> What you need to do
The following entries are to be retyped in full, exactly as written.

> Study material
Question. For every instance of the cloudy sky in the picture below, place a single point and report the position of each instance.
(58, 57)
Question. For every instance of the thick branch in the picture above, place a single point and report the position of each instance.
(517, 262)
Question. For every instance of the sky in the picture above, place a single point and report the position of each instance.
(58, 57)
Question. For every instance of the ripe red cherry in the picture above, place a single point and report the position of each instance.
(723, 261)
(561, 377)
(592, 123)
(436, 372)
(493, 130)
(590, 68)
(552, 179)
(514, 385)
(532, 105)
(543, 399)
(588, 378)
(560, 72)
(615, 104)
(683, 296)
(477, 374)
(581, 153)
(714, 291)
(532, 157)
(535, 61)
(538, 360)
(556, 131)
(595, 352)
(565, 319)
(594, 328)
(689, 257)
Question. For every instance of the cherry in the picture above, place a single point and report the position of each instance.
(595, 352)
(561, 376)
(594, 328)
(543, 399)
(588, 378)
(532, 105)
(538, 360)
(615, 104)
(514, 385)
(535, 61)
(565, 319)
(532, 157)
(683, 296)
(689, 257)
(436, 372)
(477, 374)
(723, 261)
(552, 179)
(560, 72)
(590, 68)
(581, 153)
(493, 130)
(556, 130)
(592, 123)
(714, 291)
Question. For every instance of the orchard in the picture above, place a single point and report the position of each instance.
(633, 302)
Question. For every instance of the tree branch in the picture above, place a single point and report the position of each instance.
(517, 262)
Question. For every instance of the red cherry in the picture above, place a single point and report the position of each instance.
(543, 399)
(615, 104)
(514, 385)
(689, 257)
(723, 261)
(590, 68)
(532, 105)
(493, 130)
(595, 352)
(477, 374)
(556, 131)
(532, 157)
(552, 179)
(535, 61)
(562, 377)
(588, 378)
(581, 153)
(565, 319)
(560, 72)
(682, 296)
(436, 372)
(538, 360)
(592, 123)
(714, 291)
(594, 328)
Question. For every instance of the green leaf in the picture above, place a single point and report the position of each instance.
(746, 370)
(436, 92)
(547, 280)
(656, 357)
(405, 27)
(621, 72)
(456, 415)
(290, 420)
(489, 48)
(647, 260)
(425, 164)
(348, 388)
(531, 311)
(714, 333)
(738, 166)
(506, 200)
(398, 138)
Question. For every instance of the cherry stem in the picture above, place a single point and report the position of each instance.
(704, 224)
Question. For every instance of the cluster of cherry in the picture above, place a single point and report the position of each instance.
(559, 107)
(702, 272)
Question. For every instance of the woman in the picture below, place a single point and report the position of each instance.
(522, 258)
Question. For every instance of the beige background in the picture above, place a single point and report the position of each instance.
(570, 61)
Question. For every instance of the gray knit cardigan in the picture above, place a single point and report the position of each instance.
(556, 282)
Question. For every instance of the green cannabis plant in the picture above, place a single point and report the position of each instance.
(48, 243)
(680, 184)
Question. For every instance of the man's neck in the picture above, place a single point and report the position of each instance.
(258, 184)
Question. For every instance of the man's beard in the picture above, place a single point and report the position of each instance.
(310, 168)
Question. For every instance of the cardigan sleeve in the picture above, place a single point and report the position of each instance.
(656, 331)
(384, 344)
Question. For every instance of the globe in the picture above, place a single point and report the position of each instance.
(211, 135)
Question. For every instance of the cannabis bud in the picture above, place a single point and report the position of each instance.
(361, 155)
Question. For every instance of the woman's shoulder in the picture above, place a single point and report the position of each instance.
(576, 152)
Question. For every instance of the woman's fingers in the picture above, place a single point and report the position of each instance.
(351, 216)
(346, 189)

> Exercise result
Question. For every instance of the cloudy sky in the picture below, place a single point and report the position of each instance.
(58, 57)
Question. For every instance of the thick branch in the picture above, place a single point and report the position of each instance.
(517, 262)
Question. For every instance of the sky in the picture above, place a single point and report the position of each instance.
(58, 57)
Question. For every instance of the ripe red cherry in the picture above, place a single point and report the position of each instance.
(723, 261)
(561, 377)
(592, 123)
(436, 372)
(493, 130)
(590, 68)
(552, 179)
(514, 385)
(532, 105)
(543, 399)
(588, 378)
(560, 72)
(615, 104)
(683, 296)
(477, 374)
(581, 153)
(714, 291)
(532, 157)
(535, 61)
(538, 360)
(556, 131)
(595, 352)
(565, 319)
(594, 328)
(689, 257)
Question. For every instance of the cherry in the picture above, place a single point and report the position of each instance.
(595, 352)
(561, 376)
(594, 328)
(543, 399)
(588, 378)
(532, 105)
(538, 360)
(615, 104)
(514, 385)
(535, 61)
(565, 319)
(532, 157)
(683, 296)
(689, 257)
(436, 372)
(477, 374)
(723, 261)
(552, 179)
(560, 72)
(590, 68)
(581, 153)
(493, 130)
(556, 130)
(592, 123)
(714, 291)
Question. For every instance of the orchard in the picture above, place a single point and report the position of each instance.
(633, 302)
Question. For every instance of the tree branch in the picture above, place a single point and report the position of each instance.
(517, 262)
Question. For every instance of the red cherry in the picture above, place a single point and report the position of each instance.
(543, 399)
(615, 104)
(514, 385)
(689, 257)
(723, 261)
(590, 68)
(532, 105)
(493, 130)
(595, 352)
(477, 374)
(556, 131)
(532, 157)
(552, 179)
(535, 61)
(562, 377)
(588, 378)
(581, 153)
(565, 319)
(560, 72)
(682, 296)
(436, 372)
(538, 360)
(592, 123)
(714, 291)
(594, 328)
Question. For every instance of the green leaf in the picture above, place a single point and report the position of each instance.
(746, 370)
(436, 92)
(547, 280)
(656, 357)
(405, 27)
(621, 72)
(456, 415)
(290, 420)
(489, 48)
(647, 260)
(425, 164)
(348, 388)
(531, 311)
(714, 333)
(738, 166)
(506, 200)
(398, 138)
Question. For every instance of the cherry stem in the picture above, place a single point and report the position of each instance.
(704, 224)
Question. For every instance of the cluster of cherry in the picture above, place a single point and report the position of each instance.
(559, 107)
(702, 272)
Question. For every instance of the woman in the picture below, place a single point and report the position of each instance.
(522, 258)
Question. For every instance of the beige background in the picture above, place a single point and report the position of each instance.
(570, 61)
Question. For every instance of the gray knit cardigan in the picture above, place a single point and report the position of each instance.
(556, 282)
Question. For every instance of the green cannabis plant in the picture above, place a single point and report the position of each instance.
(48, 243)
(680, 184)
Question. For every instance of the man's neck in the picture above, place a single point and report the position of each instance.
(258, 184)
Question. For every instance of the man's beard in the picture above, place a single point and report the position of each instance.
(310, 168)
Question. For every instance of the cardigan sleeve in the picture above, place a single point and report the position of each instance.
(656, 331)
(384, 344)
Question. For every instance of the globe in the picture above, place a single point and report the position of each instance.
(211, 135)
Question. For every instance of the cannabis bud in the picture above, place a single point and report the position of each instance.
(361, 155)
Question. For every instance of the woman's shoulder in the picture above, place a single point and report the position of each instance.
(576, 152)
Question. For every instance of the woman's fingers in the picture above, place a single point and report the position of each instance.
(351, 216)
(346, 189)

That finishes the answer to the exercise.